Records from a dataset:
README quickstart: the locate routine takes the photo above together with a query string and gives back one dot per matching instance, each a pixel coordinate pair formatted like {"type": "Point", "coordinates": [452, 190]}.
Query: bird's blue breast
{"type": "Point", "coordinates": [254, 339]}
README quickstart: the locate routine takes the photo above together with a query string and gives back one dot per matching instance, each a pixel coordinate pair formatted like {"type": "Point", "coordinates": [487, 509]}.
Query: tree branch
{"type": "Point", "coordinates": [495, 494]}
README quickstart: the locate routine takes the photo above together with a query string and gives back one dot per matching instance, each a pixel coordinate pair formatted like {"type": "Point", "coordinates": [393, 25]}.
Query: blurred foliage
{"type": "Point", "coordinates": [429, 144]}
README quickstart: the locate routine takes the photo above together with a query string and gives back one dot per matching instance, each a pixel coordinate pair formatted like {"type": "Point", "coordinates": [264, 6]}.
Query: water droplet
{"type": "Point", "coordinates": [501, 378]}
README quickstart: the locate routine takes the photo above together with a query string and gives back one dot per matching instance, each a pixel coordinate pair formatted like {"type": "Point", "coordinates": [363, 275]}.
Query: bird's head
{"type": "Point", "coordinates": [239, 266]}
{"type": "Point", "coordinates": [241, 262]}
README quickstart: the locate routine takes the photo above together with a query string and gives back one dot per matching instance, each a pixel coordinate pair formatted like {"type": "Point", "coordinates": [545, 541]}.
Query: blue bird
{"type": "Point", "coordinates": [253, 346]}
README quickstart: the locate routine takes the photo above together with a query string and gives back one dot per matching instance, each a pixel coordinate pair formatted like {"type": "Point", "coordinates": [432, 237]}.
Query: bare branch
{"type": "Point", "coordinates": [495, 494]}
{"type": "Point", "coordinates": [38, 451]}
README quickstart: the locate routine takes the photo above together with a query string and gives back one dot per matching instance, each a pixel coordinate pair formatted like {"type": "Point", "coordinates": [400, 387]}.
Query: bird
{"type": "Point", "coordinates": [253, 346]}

WHAT YOU ARE ASKED TO DO:
The full set of lines above should be retyped without a single change.

SOLUTION TO THE PROBLEM:
README quickstart: the locate routine takes the photo above together with a query string and gives back one dot per matching instance, each a pixel coordinate pair formatted like {"type": "Point", "coordinates": [452, 190]}.
Query: bird's blue breast
{"type": "Point", "coordinates": [254, 339]}
README quickstart: the locate routine takes the photo above together with a query string and gives back one dot per matching instance, each a pixel coordinate pair formatted like {"type": "Point", "coordinates": [487, 509]}.
Query: tree branch
{"type": "Point", "coordinates": [495, 494]}
README quickstart: the locate routine takes the photo above together with a query string and gives back one dot per matching instance, each a pixel coordinate pair formatted like {"type": "Point", "coordinates": [393, 25]}.
Query: blurred foliage
{"type": "Point", "coordinates": [429, 144]}
README quickstart: the locate routine takes the photo above together with a query string and gives back one dot per matching instance, each a pixel coordinate pair formatted like {"type": "Point", "coordinates": [264, 6]}.
Query: water droplet
{"type": "Point", "coordinates": [501, 378]}
README quickstart: the locate routine takes the photo above together with a query string and gives back one dot per matching instance, each a pixel coordinate pair formatted like {"type": "Point", "coordinates": [363, 275]}.
Query: bird's head
{"type": "Point", "coordinates": [239, 266]}
{"type": "Point", "coordinates": [241, 262]}
README quickstart: the locate routine takes the photo above together with a query string and gives back one dot per matching instance, each a pixel coordinate pair formatted like {"type": "Point", "coordinates": [545, 541]}.
Query: blue bird
{"type": "Point", "coordinates": [253, 346]}
README quickstart: the locate routine takes the photo above together with a query string and gives back one dot per matching instance, each a pixel coordinate pair formatted like {"type": "Point", "coordinates": [432, 237]}.
Query: bare branch
{"type": "Point", "coordinates": [495, 494]}
{"type": "Point", "coordinates": [38, 451]}
README quickstart: the locate routine takes the photo above together with a query string and gives back one dot per matching instance, each a pixel coordinate pair formatted like {"type": "Point", "coordinates": [400, 387]}.
Query: bird
{"type": "Point", "coordinates": [253, 346]}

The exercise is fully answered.